(Page extract)
"""
# Anti-Bot Stealth Reference

Research notes on making Playwright WebKit less detectable by anti-bot systems. Compiled April 2026.

---

## NOTICE — Scope & Intent

**This is a web automation research document covering browser fingerprinting and bot detection evasion techniques.** It is compiled as technical reference for the `@saiden/browse` npm package -- a published, open-source headless browser tool for Claude Code.

### Context

Bot detection evasion is standard practice across several legitimate industries:

- **QA and test automation** -- Automated tests that trigger bot detection produce false failures, making stealth patches essential for reliable CI/CD pipelines
- **Price monitoring and comparison** -- E-commerce price tracking services (Honey, Camelcamelcamel, Google Shopping) routinely work around anti-bot measures
- **Academic web research** -- Researchers scraping public data for studies in computational social science, NLP corpus building, and web accessibility auditing
- **Accessibility testing** -- Automated accessibility scanners must behave like real browsers to accurately assess how sites serve content to assistive technologies
- **Search engine indexing** -- Crawlers from Google, Bing, and others implement similar techniques to access content behind bot detection layers

The Playwright, Puppeteer, and Selenium communities have maintained stealth plugins as standard tooling for years. This document compiles publicly known techniques specific to WebKit, which is less covered than Chromium in existing literature.

### What This Covers

- Browser fingerprinting vectors and their detection severity
- JavaScript-level patches for `addInitScript()` (Playwright's official API)
- Context configuration for realistic browser profiles
- Limitations of JS-level evasion (TLS fingerprinting, IP reputation, behavioral analysis)
- Anti-bot provider comparison for automated testing planning

### What This Is NOT

- Not a guide for bypassing paywalls or accessing content you are not authorised to view
- Not a credential stuffing or account takeover toolkit
- Not intended for scraping personal data in violation of privacy regulations (GDPR, CCPA)

All techniques referenced are publicly documented in the Playwright ecosystem, security research literature, and the web automation community. Sources are cited at the end of this document.

---

## Current State

Browse uses **Playwright WebKit** with a bare context — no stealth patches. This is trivially detected by every major anti-bot system (Cloudflare, DataDome, PerimeterX/HUMAN, Akamai).
"""
(Extracted entries)
"""
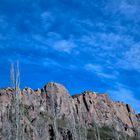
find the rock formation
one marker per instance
(51, 113)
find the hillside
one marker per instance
(51, 113)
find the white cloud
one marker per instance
(99, 70)
(64, 46)
(131, 59)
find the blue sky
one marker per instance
(85, 45)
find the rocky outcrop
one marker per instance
(51, 113)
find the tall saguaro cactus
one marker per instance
(15, 81)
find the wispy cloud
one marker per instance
(100, 71)
(123, 93)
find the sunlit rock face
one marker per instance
(51, 113)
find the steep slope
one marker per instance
(51, 113)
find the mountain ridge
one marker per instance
(63, 115)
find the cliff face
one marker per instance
(52, 114)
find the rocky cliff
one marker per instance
(51, 113)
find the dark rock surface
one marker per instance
(51, 113)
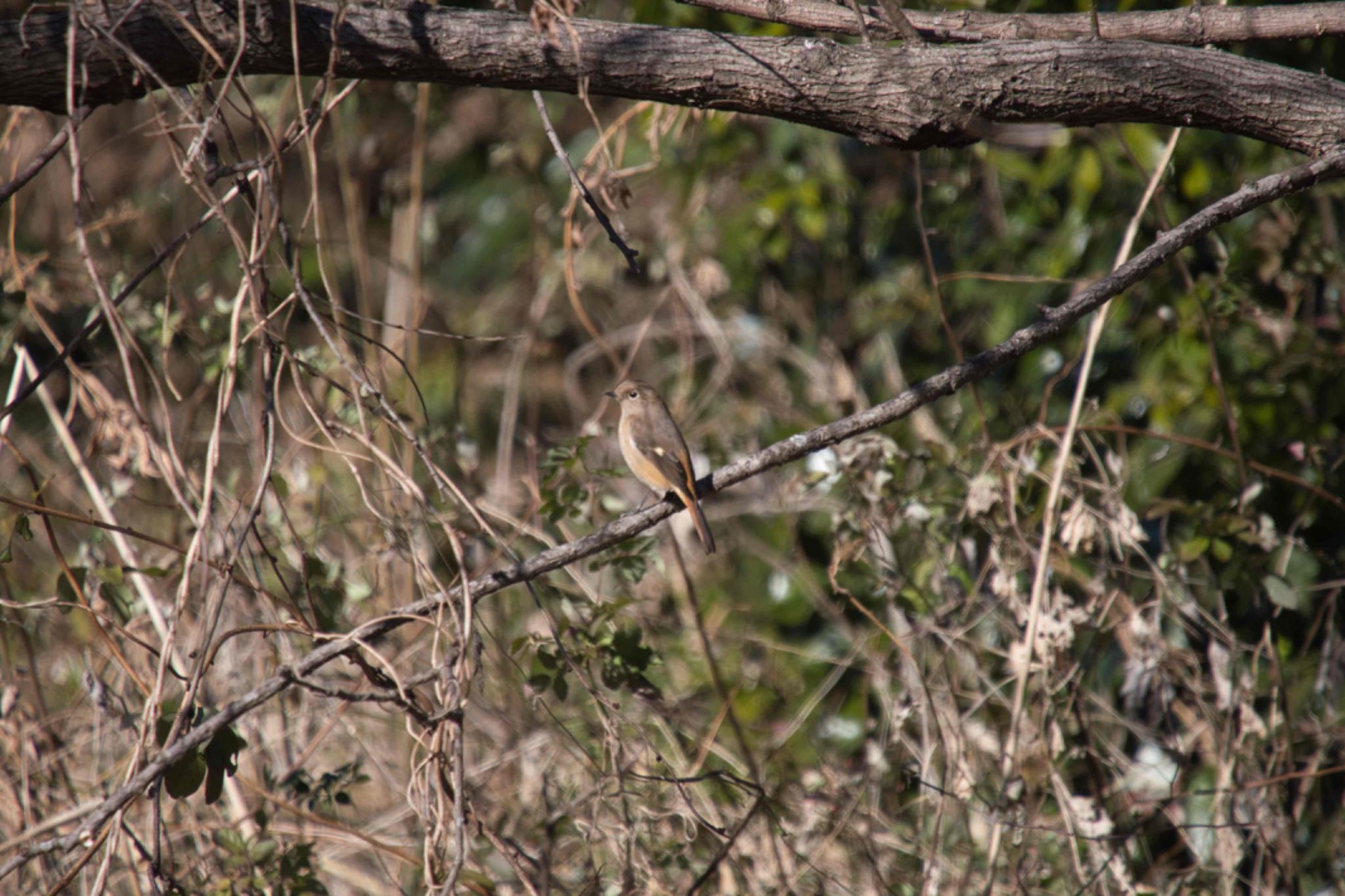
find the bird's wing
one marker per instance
(666, 450)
"""
(Exercise aim)
Copy the part of the anti-bot stealth reference starting with "### What This Covers" and going on through "regulations (GDPR, CCPA)", word for word.

(Exercise result)
### What This Covers

- Browser fingerprinting vectors and their detection severity
- JavaScript-level patches for `addInitScript()` (Playwright's official API)
- Context configuration for realistic browser profiles
- Limitations of JS-level evasion (TLS fingerprinting, IP reputation, behavioral analysis)
- Anti-bot provider comparison for automated testing planning

### What This Is NOT

- Not a guide for bypassing paywalls or accessing content you are not authorised to view
- Not a credential stuffing or account takeover toolkit
- Not intended for scraping personal data in violation of privacy regulations (GDPR, CCPA)